# TEXTABSCHNITT
:::

Wiesbaden, 10. November 2012, bei Regenwetter und Bachkantaten

Nein, nein – nicht, dass Sie sich jetzt – angeregt durch die Überschrift – falsche Hoffnungen machen. Das Wunder der Lieferbarkeit ist noch nicht eingetreten! Auch nicht, weil wir uns langsam der Weihnachtszeit nähern und ich an das Christkind glaube. Ich schreibe nur deshalb, weil augenscheinlich im Gegensatz zu mir einige Leser daran glauben. Gestern sah ich nämlich ganz überrascht, dass mein neuer Roman „Das Herz des Hais“ auf amazon einen Verkaufsrang erhalten hat.

Nun sollte man ja meinen, dass das normal sei, jedes Buch hat halt einen, auch wenn es mitunter nur ein mieser ist. Aber selbst das gilt nicht, wenn Bücher gar nicht lieferbar sind bzw. „noch nicht“, was freilich auf eines herausläuft. Da sind also Bücher vorbestellt worden. Vor soviel Mut verbeuge ich mich tief, und ich hoffe, dass der Verlag nicht auch noch diese Mutigen enttäuschen wird. Natürlich habe ich vorsichtshalber gleich meine Frau gefragt, ob sie das am Ende gewesen ist. Aber sie verneint es glaubhaft.

Tja, wie verhält es sich nun? „Das Herz des Hais“, für den 15. September ursprünglich als lieferbar angekündigt, ist zwei Monate danach noch nicht auf dem Markt. Ziemlich genau einen Monat nach der Frankfurter Buchmesse ist das Buch nicht vorhanden. (Gerade in diesem Moment beginnt die Kantate BWV 93 ‚Wer nur den lieben Gott läßt walten‘.) Und dass keine Zeitungsredaktion, kein Kritiker ein Besprechungsexemplar erhalten hat, das versteht sich von selbst. Ich würde normalerweise sagen, es sei ein totgeborenes Buch, doch sage ich es deshalb nicht, weil ich weiß, dass es bereits ein unverzeihlicher Euphemismus ist, wenn man in diesem Fall von einer Geburt spricht.

:::

# BEREITGESTELLTE DATEN
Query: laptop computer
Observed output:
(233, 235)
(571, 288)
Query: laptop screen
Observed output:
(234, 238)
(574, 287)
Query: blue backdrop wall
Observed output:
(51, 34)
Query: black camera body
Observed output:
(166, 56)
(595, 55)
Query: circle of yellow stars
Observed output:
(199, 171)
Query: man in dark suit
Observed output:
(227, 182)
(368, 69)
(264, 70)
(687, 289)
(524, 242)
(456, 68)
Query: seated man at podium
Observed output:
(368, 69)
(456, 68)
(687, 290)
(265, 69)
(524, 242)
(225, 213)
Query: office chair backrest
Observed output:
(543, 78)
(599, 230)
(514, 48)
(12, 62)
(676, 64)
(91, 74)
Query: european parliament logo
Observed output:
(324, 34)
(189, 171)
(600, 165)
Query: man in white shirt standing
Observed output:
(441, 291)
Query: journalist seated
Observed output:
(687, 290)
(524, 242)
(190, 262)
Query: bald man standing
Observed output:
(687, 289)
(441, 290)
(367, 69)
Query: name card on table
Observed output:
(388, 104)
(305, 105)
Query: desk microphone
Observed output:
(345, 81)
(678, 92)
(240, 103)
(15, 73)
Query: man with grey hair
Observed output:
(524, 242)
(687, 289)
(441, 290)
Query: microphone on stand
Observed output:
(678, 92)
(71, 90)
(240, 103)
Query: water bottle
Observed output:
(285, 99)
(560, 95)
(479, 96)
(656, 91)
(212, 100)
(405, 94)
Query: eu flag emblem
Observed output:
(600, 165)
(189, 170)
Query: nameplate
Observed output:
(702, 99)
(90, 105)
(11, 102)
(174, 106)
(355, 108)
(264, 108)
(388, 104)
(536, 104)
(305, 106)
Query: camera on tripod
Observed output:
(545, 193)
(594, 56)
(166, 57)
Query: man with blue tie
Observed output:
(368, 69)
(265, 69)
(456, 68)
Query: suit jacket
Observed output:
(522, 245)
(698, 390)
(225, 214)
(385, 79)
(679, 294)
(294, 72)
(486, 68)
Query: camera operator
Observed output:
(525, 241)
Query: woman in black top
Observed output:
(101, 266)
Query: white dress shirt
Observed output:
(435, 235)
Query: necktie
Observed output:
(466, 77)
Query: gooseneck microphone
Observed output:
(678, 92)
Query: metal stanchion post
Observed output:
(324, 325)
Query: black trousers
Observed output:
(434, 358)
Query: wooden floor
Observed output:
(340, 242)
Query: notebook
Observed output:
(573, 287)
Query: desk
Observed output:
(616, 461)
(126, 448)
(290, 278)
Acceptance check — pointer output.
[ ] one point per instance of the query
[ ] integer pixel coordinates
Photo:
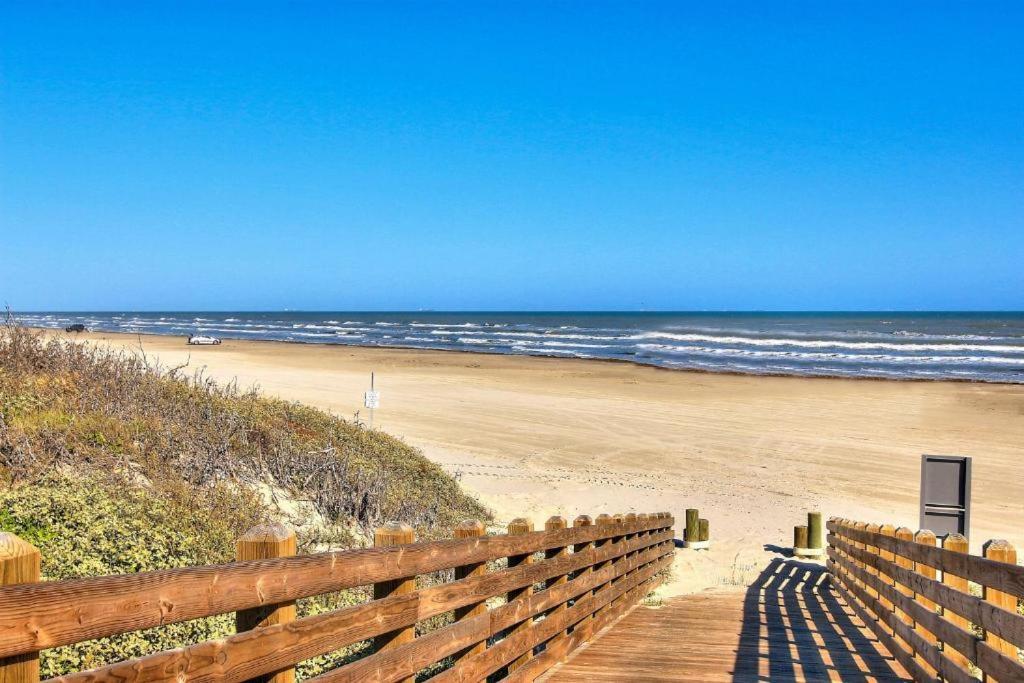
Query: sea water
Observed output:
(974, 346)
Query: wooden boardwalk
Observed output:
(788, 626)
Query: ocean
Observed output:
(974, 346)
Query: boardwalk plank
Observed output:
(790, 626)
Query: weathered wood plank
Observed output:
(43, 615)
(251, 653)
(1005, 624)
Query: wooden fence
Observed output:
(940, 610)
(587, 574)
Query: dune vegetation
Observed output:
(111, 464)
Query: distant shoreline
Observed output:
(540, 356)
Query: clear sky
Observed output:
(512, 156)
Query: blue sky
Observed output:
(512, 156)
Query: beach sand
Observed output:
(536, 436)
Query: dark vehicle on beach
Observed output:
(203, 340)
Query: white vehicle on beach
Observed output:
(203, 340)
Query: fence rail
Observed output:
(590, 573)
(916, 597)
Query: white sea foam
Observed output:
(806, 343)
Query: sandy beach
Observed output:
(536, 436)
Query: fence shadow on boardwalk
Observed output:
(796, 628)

:::

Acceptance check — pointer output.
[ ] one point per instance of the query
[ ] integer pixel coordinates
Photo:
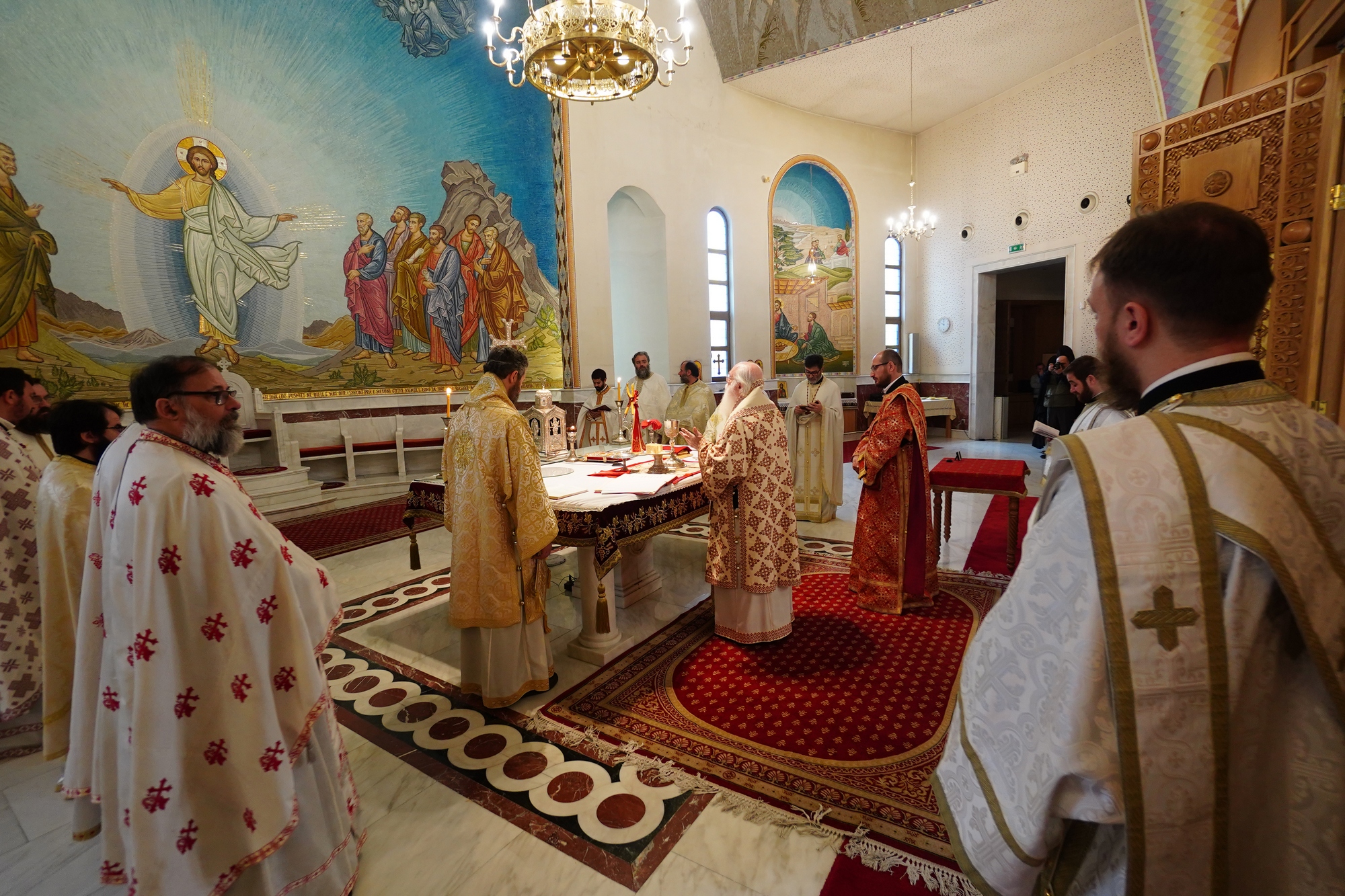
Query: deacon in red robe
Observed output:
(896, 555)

:::

# AUFGABENLISTE
[A] Für welches Datum war der Roman „Das Herz des Hais“ laut dem Textabschnitt ursprünglich als lieferbar angekündigt?
[B] Geben Sie den Absatz des Textabschnitts, der mit „Nun sollte man ja meinen“ beginnt, in kürzerer Form wieder und behalten Sie dabei seine wesentlichen Fakten bei.
[C] Zitieren Sie aus dem Textabschnitt alles von „Wiesbaden, 10. November“ bis einschließlich „Verkaufsrang erhalten hat.“.
Die Daten stammen aus einer anderen Quelle als der Textabschnitt.

# LÖSUNGEN
[A] Für den 15. September.

[B] Eigentlich hat jedes Buch einen Verkaufsrang, selbst wenn er schlecht ist. Bücher, die (noch) nicht lieferbar sind, haben jedoch keinen. Also muss das Buch vorbestellt worden sein. Vor diesem Mut verbeuge ich mich und hoffe, dass der Verlag nicht auch diese Mutigen enttäuscht. Meine Frau habe ich vorsichtshalber gefragt, ob sie es war, doch sie verneint es glaubhaft.

[C]
Wiesbaden, 10. November 2012, bei Regenwetter und Bachkantaten

Nein, nein – nicht, dass Sie sich jetzt – angeregt durch die Überschrift – falsche Hoffnungen machen. Das Wunder der Lieferbarkeit ist noch nicht eingetreten! Auch nicht, weil wir uns langsam der Weihnachtszeit nähern und ich an das Christkind glaube. Ich schreibe nur deshalb, weil augenscheinlich im Gegensatz zu mir einige Leser daran glauben. Gestern sah ich nämlich ganz überrascht, dass mein neuer Roman „Das Herz des Hais“ auf amazon einen Verkaufsrang erhalten hat.